Exercise instructions -
1/ Could you translate this sentence from the passage about Colin's career at schuh into Spanish: "He was courting his now wife, Sandra, at the time and wanted to settle down, but house prices in the capital were beyond him."?
2/ Can you turn the paragraph beginning "His initial reason for joining schuh" from the passage about Colin's career at schuh into a short bulleted list that keeps its main facts?
3/ What might come next in the passage about Colin's career at schuh? Continue it from its last sentence.

Document segment -
⁂

His initial reason for joining schuh was the fact he’d worked his way up through Woolworths to become a merchandiser and had been moved to their head office in London. He was courting his now wife, Sandra, at the time and wanted to settle down, but house prices in the capital were beyond him. He spotted schuh on his regular trips up to Edinburgh — where he would give evidence in court in the shoplifting cases that were plaguing Woolworths at the time — and applied for a job as gents’ merchandiser. Soon after, schuh was bought out by Goldbergs and amassed 34 stores before going into administration in 1990. It was at this point that Colin found himself a junior member of a team conducting its own buyout in order to save the company.
A small equity in the business provided an extra incentive to stay on, and he continued to work his way up the ladder, becoming managing director in 2004. In 2010, there was a secondary buyout before being bought out himself by US retail corporation Genesco at the beginning of 2011. That was the move that, using the maturing analogy again, allowed schuh to grow from a young adult into a fully grown and very competent one. Under Genesco, schuh has massively expanded the business, doubling the number of stores as well as generating that healthy online income.

⁂

Excerpted records -
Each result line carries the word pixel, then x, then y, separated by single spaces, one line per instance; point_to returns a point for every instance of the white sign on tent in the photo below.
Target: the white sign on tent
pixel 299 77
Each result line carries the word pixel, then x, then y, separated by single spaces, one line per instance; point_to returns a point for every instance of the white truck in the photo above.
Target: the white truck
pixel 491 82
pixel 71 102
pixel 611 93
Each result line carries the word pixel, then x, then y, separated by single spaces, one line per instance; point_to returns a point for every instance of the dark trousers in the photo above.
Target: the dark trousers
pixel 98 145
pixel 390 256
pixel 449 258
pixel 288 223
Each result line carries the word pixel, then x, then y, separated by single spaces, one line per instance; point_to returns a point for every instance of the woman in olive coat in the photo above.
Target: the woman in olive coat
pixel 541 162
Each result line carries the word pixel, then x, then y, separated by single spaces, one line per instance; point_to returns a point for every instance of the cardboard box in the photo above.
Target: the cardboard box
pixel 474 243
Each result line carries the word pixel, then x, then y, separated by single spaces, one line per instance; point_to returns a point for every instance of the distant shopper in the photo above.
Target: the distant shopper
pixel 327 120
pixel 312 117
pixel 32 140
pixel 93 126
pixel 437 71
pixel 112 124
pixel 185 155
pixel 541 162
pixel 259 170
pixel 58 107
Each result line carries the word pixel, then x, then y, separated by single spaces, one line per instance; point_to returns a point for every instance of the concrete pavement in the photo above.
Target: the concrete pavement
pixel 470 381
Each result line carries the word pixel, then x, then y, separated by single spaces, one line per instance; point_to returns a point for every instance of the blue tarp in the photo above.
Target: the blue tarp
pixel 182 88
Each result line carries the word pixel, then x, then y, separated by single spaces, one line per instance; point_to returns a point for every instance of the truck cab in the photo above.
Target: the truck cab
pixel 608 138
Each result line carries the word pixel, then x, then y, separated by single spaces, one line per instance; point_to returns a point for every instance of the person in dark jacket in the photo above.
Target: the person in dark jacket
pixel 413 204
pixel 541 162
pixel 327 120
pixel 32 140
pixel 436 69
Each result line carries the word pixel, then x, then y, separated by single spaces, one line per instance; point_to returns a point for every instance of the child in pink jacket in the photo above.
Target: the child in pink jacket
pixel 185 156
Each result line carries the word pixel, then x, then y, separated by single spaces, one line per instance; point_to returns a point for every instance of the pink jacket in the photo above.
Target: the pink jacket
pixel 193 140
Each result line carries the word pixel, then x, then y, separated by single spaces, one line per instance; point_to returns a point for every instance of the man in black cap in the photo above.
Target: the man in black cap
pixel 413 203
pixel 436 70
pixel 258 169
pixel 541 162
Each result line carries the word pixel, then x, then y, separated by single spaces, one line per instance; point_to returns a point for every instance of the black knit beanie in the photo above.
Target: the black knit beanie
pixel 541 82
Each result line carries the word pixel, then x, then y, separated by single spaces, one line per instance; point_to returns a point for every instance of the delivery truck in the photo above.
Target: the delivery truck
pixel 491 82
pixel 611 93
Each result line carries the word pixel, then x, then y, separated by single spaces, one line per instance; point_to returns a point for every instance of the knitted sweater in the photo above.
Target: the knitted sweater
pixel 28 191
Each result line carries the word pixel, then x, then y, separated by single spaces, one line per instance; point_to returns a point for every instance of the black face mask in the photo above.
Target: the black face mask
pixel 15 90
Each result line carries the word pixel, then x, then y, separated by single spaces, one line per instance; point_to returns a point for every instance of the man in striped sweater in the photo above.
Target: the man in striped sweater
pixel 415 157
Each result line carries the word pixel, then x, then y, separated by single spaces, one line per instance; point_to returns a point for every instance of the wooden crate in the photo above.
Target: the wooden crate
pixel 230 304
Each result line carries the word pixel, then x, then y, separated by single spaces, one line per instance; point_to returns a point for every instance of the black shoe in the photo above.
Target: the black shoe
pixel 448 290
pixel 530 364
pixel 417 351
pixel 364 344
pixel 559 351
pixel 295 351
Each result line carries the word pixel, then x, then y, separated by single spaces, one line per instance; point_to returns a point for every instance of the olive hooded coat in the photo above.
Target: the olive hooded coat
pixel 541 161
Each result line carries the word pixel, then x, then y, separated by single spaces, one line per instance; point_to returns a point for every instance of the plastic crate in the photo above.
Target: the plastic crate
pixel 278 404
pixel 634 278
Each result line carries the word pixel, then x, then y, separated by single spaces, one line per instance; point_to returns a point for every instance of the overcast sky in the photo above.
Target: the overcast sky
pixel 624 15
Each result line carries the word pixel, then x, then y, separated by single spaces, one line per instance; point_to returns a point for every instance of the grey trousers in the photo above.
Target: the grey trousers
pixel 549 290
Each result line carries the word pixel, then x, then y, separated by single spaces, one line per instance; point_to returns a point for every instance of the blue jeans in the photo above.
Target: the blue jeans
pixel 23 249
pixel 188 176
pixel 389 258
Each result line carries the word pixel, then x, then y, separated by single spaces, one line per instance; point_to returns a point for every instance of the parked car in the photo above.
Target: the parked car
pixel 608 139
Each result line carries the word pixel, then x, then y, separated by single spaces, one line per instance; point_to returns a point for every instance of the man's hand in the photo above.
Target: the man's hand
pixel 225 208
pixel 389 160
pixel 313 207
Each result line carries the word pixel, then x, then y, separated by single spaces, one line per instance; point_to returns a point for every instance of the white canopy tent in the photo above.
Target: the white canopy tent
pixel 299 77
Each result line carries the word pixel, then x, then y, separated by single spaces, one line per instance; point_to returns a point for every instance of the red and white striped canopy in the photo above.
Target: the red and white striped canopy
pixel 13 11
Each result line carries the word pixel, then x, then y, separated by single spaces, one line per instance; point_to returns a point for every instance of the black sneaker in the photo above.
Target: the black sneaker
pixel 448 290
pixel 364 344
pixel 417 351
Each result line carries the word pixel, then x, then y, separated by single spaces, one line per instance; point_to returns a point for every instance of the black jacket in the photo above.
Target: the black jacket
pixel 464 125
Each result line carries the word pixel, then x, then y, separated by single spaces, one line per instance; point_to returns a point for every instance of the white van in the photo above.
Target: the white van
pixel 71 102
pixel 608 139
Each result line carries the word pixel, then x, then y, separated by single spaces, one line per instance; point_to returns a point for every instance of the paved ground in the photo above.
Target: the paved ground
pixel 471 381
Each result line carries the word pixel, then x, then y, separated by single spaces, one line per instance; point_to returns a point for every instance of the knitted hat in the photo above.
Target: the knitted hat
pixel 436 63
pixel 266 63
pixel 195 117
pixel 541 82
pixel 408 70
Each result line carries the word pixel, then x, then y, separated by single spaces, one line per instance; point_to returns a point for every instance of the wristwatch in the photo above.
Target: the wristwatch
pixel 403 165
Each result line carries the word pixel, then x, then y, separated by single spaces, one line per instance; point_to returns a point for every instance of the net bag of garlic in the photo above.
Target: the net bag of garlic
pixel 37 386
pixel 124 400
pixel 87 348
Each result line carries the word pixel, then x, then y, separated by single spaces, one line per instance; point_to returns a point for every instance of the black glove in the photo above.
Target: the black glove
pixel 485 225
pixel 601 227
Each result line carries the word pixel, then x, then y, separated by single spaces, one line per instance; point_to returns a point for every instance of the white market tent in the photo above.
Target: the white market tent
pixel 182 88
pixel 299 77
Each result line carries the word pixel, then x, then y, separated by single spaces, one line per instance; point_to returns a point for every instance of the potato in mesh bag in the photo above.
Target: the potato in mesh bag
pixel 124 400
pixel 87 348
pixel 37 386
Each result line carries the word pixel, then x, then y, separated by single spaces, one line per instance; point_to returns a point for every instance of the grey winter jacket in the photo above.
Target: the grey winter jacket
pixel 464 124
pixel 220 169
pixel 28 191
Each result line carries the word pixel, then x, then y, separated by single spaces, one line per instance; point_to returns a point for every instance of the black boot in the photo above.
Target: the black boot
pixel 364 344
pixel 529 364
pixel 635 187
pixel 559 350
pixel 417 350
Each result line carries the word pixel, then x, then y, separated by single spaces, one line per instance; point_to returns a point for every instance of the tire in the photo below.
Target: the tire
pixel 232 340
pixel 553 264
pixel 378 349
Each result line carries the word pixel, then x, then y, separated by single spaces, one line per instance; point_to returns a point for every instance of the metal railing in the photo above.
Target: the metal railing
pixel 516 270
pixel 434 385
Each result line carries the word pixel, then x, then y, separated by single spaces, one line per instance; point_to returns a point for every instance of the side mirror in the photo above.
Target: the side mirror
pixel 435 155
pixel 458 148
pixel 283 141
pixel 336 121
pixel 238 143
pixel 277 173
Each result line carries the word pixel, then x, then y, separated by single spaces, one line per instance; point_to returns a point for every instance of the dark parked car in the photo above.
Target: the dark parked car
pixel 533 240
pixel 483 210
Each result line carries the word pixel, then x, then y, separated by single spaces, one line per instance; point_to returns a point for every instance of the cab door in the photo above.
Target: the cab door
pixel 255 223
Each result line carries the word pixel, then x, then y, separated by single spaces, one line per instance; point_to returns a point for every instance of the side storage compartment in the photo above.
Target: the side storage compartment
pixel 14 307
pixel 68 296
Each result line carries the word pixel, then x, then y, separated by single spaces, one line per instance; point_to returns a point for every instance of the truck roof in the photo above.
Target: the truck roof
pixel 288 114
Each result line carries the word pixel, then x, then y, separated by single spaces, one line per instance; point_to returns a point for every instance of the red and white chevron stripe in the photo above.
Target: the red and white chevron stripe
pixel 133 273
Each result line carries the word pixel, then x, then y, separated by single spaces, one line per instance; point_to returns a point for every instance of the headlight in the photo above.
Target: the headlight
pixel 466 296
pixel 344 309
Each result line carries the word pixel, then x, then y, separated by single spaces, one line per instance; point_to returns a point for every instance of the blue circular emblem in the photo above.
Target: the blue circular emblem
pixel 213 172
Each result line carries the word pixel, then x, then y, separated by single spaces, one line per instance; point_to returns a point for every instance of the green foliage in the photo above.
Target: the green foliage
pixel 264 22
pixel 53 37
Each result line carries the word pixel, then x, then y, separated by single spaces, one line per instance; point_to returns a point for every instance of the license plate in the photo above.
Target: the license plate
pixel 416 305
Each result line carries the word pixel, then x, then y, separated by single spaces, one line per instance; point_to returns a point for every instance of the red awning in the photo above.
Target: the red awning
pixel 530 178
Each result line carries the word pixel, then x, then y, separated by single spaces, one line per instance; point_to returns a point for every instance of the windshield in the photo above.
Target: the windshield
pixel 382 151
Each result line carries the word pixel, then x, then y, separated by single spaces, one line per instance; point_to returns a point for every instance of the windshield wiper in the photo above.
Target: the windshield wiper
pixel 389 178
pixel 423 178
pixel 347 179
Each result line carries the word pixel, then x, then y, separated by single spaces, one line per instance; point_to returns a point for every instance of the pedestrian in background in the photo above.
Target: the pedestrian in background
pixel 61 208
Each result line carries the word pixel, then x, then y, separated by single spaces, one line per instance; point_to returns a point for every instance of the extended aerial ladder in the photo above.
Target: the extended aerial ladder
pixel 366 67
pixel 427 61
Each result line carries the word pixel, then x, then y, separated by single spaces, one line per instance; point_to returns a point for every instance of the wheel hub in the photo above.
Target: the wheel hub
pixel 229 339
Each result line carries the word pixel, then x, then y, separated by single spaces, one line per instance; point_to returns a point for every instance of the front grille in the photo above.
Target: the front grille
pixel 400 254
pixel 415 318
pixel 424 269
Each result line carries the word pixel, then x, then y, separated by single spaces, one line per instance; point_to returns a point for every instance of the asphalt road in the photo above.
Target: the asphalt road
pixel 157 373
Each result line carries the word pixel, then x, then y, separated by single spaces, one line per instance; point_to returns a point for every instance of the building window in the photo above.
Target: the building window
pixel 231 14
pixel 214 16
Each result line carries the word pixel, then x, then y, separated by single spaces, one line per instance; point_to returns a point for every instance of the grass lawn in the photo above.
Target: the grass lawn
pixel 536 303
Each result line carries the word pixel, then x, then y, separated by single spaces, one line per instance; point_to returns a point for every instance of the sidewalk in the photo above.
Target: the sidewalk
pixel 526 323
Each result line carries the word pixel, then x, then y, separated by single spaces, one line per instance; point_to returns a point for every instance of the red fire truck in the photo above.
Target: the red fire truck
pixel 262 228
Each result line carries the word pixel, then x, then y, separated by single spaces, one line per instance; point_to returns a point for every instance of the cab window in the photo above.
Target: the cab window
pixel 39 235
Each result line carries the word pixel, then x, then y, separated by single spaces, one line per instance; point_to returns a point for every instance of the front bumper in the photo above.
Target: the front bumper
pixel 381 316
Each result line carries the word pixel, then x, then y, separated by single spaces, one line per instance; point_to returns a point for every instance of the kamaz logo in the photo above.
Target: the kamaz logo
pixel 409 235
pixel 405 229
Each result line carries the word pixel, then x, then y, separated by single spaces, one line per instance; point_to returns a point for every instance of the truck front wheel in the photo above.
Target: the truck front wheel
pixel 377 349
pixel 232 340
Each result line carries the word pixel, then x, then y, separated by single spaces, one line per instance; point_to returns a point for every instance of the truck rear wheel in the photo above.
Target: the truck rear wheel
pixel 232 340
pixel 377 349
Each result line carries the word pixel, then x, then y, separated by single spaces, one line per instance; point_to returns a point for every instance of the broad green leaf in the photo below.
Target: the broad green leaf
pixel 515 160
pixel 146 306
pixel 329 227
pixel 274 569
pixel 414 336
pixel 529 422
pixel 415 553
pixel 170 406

⁂

Answers for each item -
1/ En aquella época cortejaba a la que hoy es su esposa, Sandra, y quería sentar cabeza, pero los precios de la vivienda en la capital estaban fuera de su alcance.

2/
- Colin rose through Woolworths to become a merchandiser and was moved to its London head office.
- He wanted to settle down with Sandra, now his wife, but couldn't afford London house prices.
- On regular trips to Edinburgh to give evidence in Woolworths shoplifting cases, he noticed schuh and applied to be its gents' merchandiser.
- Goldbergs soon bought schuh, which grew to 34 stores before going into administration in 1990.
- Colin then became a junior member of a team that carried out a buyout to save the company.

3/
So enough of the lazy, please, Colin? “Okay, I’ve really got 3 jobs,” he finally admits. “One is managing my management team and, because I know I’m useless, I have to make sure the succession plan is such that if one of them is knocked down by a number 12 bus, someone else can do the job because I know I can’t do it. There are advantages in having an incompetent Managing Director because you know you’ve got to cover all areas.“The second part of my job is strategic thinking, because I’ve got to figure out where the business is going to be in the next 3 to 5 years. I look at the fact that Amazon is opening stores and you’ll walk in and they’ll know who you are. And the implications for shopping centres with driverless cars and the whole delivery system — I’ve got to be abreast of all that and constantly thinking about strategy.
“My third role is what I call my mayoral role. It really is a bit like being a mayor. We’re not a signature business; we’re a fashion business. I go out and represent the business, our little community within the brands and within the trade. I interact with the Americans, and have a duty of care to our people. The way I describe our business is “People, Products and Processes”. Look after People – your staff and customers, and have great buying teams that can curate the Product, work the brands, spot new trends, and get a sense of when brands are reaching maturity. Then Processes are things like technology, real-time stock, and having an IT structure. If you get all those 3 Ps right, you get what I call the ‘silent P’, which is Profit.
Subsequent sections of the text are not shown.